Dataset excerpts:
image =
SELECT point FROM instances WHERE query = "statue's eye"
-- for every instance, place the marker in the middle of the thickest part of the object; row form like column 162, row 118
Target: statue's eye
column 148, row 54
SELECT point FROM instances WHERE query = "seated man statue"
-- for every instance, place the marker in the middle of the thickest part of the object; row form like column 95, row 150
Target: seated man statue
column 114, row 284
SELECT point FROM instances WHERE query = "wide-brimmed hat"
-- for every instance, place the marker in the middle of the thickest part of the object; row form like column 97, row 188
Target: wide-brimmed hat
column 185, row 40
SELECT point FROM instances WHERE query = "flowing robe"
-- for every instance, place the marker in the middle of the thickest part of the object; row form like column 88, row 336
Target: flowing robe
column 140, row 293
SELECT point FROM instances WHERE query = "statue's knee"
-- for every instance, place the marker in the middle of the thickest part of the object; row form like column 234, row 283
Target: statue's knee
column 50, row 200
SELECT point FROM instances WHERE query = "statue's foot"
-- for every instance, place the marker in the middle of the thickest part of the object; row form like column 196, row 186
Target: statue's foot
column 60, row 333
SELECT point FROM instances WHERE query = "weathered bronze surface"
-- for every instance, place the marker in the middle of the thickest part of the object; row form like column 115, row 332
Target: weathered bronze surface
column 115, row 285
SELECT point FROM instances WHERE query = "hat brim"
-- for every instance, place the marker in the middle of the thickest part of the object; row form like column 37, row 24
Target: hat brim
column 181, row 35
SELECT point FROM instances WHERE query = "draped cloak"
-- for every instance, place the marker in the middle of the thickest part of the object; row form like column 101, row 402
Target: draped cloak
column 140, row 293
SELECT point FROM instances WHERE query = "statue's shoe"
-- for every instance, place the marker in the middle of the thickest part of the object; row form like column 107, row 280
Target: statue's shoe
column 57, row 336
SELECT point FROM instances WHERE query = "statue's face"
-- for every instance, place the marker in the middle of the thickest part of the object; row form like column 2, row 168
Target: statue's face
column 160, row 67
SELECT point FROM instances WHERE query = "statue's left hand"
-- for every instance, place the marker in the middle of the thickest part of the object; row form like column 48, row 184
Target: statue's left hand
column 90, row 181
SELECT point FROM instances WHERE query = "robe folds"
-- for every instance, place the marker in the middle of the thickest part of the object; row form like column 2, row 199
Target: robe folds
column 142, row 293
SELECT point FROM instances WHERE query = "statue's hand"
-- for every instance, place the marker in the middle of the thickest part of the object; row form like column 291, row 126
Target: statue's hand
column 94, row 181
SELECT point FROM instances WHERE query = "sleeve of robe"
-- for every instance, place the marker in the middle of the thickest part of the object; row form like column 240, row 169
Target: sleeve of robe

Task item → Reply with nothing but the number of lines in the entries that include "sleeve".

Task response → 2